§ **Problem requirements**: Carry over every line of the entries below, starting at the line that contains "Q: Where is a point on each instance of the harvested" and ending at the line that contains "x=536, y=147", and add 121 to each x and y value in the answer coordinates.

** Begin Information supplied **

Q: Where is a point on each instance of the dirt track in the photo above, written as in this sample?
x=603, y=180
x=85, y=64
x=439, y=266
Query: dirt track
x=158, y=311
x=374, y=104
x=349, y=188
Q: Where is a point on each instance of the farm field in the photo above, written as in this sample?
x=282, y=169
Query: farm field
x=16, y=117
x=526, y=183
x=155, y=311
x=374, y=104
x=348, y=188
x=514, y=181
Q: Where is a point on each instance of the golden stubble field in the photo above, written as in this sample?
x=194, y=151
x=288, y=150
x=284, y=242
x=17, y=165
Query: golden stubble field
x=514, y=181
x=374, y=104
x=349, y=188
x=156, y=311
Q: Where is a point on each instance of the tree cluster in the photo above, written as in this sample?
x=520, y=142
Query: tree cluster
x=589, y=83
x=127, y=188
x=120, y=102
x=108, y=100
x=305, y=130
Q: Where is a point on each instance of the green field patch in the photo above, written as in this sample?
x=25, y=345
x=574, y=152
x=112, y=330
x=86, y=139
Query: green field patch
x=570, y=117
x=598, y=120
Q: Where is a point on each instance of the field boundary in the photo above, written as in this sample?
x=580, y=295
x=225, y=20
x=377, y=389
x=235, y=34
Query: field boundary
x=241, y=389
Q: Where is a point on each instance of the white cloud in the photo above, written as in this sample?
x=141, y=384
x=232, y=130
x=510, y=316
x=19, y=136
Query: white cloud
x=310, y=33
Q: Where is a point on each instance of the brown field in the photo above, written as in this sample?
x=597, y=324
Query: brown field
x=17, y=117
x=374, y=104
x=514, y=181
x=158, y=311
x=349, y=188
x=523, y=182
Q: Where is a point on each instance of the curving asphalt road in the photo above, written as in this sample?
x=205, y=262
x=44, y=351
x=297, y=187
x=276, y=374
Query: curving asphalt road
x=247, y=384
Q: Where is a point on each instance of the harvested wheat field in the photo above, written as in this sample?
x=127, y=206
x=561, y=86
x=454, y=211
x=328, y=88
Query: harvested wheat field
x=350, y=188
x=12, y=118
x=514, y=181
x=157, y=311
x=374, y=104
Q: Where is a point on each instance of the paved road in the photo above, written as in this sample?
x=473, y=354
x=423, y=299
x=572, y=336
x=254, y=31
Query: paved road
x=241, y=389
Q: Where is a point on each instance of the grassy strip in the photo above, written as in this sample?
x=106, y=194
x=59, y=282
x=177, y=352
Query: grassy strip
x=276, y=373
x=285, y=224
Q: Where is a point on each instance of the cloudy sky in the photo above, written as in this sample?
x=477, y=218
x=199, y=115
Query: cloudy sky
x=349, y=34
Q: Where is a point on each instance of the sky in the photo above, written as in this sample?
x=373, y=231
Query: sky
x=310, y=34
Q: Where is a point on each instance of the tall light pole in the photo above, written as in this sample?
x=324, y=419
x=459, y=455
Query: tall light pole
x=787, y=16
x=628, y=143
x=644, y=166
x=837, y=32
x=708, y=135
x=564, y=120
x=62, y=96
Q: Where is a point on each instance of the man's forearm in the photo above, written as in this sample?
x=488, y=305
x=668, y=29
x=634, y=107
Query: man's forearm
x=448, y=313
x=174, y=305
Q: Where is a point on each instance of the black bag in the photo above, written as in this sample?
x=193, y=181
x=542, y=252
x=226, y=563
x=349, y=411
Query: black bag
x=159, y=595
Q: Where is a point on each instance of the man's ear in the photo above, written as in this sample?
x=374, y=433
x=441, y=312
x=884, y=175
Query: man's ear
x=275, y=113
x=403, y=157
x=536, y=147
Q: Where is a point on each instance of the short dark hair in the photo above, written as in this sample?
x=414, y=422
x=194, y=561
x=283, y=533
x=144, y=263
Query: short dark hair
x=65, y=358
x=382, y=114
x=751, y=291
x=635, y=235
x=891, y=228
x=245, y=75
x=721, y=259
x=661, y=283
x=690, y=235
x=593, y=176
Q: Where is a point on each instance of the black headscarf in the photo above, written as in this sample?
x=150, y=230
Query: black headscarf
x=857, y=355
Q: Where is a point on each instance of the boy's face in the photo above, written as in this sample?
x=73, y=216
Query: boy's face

** End Information supplied **

§ **Finished answer**:
Q: Where is a point on each instance of the harvested wheat field in the photo above, written as in this sample?
x=127, y=206
x=561, y=86
x=454, y=211
x=328, y=88
Query: harvested wheat field
x=471, y=309
x=133, y=239
x=635, y=302
x=278, y=432
x=495, y=225
Q: Where is a point on each instance of the paved road in the photo above, written as in this sample?
x=473, y=354
x=423, y=299
x=572, y=336
x=254, y=31
Query: paved road
x=362, y=510
Q: Where is a point on each instance of the grassy strip in the photo above, written as in this sample?
x=106, y=194
x=59, y=282
x=177, y=352
Query: grassy strip
x=397, y=494
x=406, y=345
Q: Where is a point on each instance of the cloudy sky in the photo above, written as in this sample?
x=477, y=218
x=199, y=115
Query: cloudy sky
x=470, y=155
Q: Where is a point on each instance of the sky in the photo above, written as in this sample?
x=373, y=231
Query: sky
x=431, y=155
Q: Where is a point on each instance of the tall light pole in the photo above, written as in this sample?
x=324, y=419
x=459, y=455
Query: tall light pole
x=908, y=137
x=749, y=264
x=765, y=287
x=958, y=153
x=829, y=256
x=685, y=241
x=183, y=217
Q: Where is a point on each instance of the man's forearm in the photo above, written as in this sample?
x=488, y=305
x=668, y=29
x=634, y=107
Query: man's forearm
x=569, y=434
x=295, y=426
Q: Where is a point on each instance of the black bag in the photo above, written as in this sample?
x=193, y=181
x=542, y=252
x=226, y=563
x=349, y=411
Query: black bag
x=280, y=716
Q: Where is a point on each instance of the man's ear in the photo above, written as in this sample?
x=374, y=433
x=441, y=312
x=884, y=175
Query: man's ear
x=396, y=234
x=524, y=278
x=657, y=268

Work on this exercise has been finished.